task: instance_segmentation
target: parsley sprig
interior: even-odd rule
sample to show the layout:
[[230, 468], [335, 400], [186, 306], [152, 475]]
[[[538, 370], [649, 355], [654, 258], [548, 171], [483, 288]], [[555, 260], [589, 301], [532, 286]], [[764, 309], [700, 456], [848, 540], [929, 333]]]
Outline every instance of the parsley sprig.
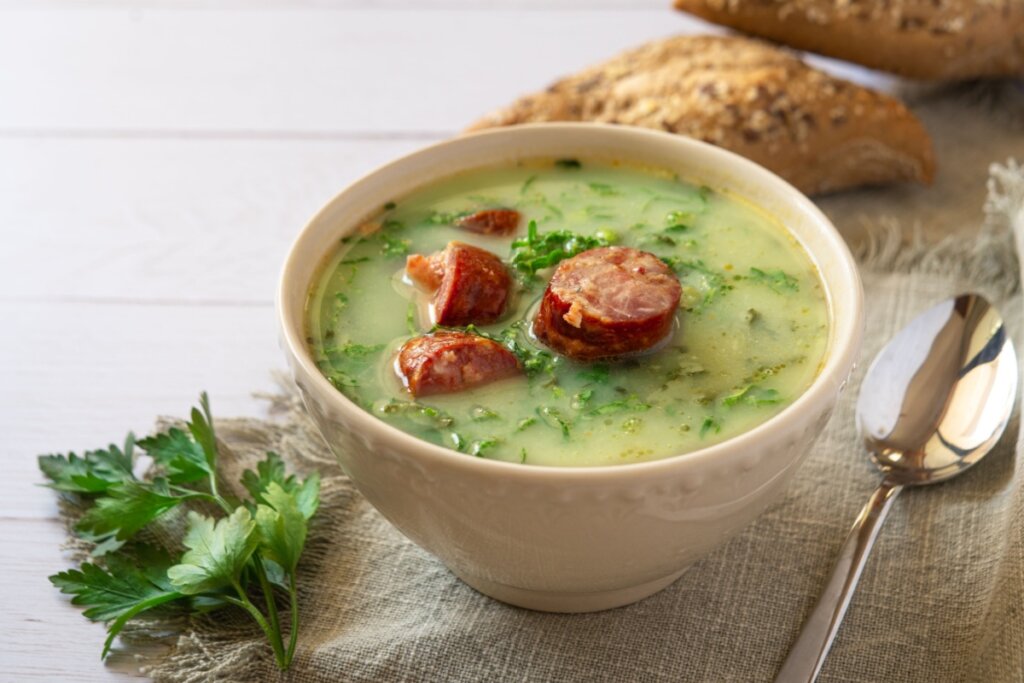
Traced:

◆ Task objective: Leave images out of the retyped records; keep all else exact.

◆ Output below:
task: instance_segmentation
target: parsley sprig
interior: even-odd rule
sample to show the layout:
[[230, 468], [335, 400], [186, 306], [152, 475]]
[[[538, 370], [649, 355], [654, 258], [548, 171], [483, 288]], [[555, 260], [589, 301], [532, 286]], [[764, 309], [700, 456], [848, 540], [929, 333]]]
Outline every instance of the parsley sprig.
Traced:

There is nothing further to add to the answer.